- **Aim**: Continue the deer harvest forum thread below, starting right after its last post.

- **Text segment**:
= = = =

Late-winter/CWD – Hunters shot a combined total of 3,505 deer for both late-winter/CWD seasons (Dec. 28-31 and Jan. 12-14), compared with a harvest of 4,696 in 2016-17. 

This year, 15 counties were open to the Special CWD Season, and 22 counties were open to Late Winter Deer Hunting.

Top five counties were JoDaviess (318), Perry (290), Fulton (269), Schuyler (205) and Brown (203).


So if Xguns hadn’t been allowed and that additional harvest didn’t happen, where would this season have ranked????

Posted by walmsley on January 24

There is a serious hunter participation issue where I live. No one is hunting. Don’t know if it’s lack of interest or land access but it’s definitely affecting harvest totals around here and the population is soaring. Where I saw 5 deer last winter. I’m seeing 25 to 30. And it’s happening on all my farms so it’s not just a local situation.

Posted by chrismaring on January 24

On the flip side, on the fields I use to see 25-30 deer 5 plus years ago, I only see a few there now.  Fields where I saw 5 last year maybe 8 to 10 this year., certainly not huge jump to 25 -30.  Yes it is rebounding partly because of taking all the hunting pressure off going on 5 years now.

= = = =

- **Entries supplied**:

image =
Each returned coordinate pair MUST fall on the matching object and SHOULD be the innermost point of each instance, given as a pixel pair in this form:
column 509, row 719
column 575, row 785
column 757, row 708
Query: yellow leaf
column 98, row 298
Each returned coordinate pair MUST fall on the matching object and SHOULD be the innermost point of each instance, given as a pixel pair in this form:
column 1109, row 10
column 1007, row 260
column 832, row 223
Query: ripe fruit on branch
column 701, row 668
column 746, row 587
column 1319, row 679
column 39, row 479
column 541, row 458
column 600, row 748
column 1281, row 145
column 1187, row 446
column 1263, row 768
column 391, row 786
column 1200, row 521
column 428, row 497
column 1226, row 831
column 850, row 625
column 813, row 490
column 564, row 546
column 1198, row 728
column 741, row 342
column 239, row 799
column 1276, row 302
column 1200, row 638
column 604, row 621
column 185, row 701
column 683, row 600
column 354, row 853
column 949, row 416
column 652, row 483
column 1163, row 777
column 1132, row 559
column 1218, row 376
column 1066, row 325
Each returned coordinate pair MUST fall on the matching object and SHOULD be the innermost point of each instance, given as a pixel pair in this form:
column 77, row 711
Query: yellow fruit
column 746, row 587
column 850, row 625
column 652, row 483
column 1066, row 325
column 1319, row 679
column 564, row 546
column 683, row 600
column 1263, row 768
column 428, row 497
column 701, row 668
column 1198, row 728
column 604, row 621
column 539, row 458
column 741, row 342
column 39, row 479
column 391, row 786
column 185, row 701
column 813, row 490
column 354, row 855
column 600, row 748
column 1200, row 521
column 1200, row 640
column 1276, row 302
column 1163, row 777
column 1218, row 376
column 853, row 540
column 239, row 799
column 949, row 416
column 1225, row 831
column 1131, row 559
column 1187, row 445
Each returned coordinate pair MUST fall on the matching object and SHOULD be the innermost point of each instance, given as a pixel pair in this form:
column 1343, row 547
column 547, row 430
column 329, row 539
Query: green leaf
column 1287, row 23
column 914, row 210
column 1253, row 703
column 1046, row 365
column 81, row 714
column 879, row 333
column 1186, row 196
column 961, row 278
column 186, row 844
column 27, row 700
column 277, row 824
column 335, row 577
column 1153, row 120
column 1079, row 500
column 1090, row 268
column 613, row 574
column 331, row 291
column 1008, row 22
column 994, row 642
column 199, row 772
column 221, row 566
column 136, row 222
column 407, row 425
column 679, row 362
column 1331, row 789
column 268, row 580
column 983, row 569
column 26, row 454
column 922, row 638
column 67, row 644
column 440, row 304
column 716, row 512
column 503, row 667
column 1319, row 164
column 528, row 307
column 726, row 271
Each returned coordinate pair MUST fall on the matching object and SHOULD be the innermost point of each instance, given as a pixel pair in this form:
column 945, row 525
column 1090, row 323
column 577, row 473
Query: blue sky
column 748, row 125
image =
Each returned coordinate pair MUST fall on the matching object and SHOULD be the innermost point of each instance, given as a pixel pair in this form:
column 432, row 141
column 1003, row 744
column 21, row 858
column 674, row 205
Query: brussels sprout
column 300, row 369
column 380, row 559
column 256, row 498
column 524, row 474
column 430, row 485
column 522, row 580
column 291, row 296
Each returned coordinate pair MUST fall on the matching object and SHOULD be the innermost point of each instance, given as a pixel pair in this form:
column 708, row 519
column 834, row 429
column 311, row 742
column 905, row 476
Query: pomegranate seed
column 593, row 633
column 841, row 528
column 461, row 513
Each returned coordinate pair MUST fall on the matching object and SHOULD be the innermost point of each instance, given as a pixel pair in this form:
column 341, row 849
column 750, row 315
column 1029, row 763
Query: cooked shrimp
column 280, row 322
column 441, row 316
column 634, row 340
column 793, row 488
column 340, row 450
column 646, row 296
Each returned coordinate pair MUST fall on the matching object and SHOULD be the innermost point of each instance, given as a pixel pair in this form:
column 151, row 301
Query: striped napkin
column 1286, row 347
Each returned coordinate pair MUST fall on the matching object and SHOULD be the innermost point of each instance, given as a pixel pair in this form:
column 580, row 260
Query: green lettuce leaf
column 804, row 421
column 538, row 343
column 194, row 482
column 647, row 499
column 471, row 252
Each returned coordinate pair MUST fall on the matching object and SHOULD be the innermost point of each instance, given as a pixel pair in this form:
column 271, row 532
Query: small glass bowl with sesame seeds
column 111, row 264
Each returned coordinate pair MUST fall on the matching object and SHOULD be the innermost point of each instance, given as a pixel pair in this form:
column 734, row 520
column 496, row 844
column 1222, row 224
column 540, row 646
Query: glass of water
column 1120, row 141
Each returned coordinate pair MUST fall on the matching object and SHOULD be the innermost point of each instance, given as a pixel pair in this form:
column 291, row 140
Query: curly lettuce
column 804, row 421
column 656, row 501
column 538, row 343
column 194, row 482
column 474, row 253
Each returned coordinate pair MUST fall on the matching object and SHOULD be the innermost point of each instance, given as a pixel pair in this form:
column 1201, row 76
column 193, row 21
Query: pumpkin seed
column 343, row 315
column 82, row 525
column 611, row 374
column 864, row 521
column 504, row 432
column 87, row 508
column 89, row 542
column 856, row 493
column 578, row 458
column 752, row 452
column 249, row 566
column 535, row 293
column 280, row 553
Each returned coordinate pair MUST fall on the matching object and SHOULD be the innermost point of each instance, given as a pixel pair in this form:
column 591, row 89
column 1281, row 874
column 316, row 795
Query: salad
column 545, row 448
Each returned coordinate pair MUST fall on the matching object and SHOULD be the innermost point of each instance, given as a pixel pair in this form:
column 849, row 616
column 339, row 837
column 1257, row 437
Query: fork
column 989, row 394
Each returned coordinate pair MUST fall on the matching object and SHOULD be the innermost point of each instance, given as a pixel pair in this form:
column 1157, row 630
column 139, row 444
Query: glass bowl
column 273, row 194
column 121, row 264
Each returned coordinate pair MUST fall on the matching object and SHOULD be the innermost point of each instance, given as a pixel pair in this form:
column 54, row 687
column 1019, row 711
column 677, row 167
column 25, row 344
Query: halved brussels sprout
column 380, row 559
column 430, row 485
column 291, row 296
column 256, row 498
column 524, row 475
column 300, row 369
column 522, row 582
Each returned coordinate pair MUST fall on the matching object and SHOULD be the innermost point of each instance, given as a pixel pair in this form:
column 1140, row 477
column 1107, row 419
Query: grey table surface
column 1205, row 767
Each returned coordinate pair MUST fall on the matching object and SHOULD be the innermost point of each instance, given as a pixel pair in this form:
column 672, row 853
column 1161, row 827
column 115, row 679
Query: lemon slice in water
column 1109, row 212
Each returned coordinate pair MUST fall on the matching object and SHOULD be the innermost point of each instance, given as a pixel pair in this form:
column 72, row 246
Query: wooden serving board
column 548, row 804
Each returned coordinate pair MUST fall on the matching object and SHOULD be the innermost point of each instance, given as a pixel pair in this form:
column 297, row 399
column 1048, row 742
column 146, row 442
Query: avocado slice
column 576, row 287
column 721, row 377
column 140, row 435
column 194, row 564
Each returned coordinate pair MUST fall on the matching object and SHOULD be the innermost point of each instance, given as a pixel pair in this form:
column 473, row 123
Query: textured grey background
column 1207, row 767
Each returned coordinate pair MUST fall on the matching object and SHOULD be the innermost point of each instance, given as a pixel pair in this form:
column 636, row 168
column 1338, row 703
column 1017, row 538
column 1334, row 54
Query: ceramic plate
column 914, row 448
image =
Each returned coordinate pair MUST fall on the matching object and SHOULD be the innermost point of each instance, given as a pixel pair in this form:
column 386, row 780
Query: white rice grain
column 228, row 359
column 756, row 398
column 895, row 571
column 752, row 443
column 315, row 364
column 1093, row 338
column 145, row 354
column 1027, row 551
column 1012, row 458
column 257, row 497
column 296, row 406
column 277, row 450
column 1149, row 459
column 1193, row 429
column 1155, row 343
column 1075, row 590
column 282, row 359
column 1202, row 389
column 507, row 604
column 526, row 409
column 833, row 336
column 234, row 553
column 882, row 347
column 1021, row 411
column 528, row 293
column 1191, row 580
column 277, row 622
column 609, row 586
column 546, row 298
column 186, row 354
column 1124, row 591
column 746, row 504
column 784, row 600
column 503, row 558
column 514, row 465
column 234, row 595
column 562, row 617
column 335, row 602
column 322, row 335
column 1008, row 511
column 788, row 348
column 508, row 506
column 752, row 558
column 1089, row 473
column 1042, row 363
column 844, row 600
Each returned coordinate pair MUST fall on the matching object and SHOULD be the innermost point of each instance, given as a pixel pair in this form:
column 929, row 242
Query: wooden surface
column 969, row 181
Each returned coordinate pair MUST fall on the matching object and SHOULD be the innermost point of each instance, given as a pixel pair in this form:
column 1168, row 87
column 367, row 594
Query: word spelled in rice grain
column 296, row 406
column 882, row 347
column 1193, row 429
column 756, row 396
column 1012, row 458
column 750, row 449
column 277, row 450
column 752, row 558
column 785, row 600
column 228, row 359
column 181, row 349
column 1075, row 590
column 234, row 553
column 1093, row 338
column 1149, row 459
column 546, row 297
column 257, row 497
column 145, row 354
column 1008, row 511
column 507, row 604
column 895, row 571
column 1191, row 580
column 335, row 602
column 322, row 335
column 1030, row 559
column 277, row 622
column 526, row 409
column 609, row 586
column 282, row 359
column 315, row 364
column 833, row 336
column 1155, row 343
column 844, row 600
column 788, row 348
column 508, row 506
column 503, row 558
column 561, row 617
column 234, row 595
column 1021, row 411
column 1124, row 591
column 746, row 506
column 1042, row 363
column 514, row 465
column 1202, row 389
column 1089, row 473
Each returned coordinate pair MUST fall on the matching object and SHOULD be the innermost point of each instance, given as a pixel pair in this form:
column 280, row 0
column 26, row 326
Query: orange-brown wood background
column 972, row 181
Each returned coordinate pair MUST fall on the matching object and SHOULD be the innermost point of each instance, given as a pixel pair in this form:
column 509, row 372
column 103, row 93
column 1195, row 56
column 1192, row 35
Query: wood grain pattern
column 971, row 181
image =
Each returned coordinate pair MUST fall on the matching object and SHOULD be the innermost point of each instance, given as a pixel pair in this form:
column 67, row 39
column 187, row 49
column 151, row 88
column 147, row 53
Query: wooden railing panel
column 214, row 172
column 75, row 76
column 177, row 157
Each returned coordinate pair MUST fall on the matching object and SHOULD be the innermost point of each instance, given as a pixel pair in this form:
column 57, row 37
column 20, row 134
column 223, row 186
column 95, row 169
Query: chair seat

= = = =

- **Reply**:
Posted by BIGPOND on January 25

Chris, I must say you’re the first person I’ve heard make that statement in 15 years in this state! Is it due to Outfitter leasing?

Posted by walmsley on January 25

No outfitting nearby. Just small blocks of timber that used to have 4 or 5 hunters frequenting them. Land has changed hands, passed down or sold and there is usually one hunter using the resource or even none with some of the new landowners which makes it ideal for population growth. Honestly,  it’s the best hunting situation I’ve seen since the 90’s. I hope it continues but things will cycle around the same way as it has for the last 30 yrs.

Posted by chrismaring on January 25

Putting the whole increase of bow harvest upon crossbows alone is ridiculous. The fact is bow hunting has become very popular now, and for many good reasons. The season is longer, thus offering more opportunity for people to enjoy the outdoors. A longer season allows a hunter the privilege of being able to be selective. Hunters get to hunt in more ideal weather conditions. Bow tags are good state wide, unlike gun tags, this allows a hunter opportunity to try other locations anywhere within Illinois. The TV factor !! Every deer hunting show these day has hunters bow hunting.

Did crossbow increase the bow harvest numbers ?? Maybe some, but there are far more factors pushing the bow hunting numbers up than just crossbows, and the general acceptance of bow hunting I feel is a far bigger factor.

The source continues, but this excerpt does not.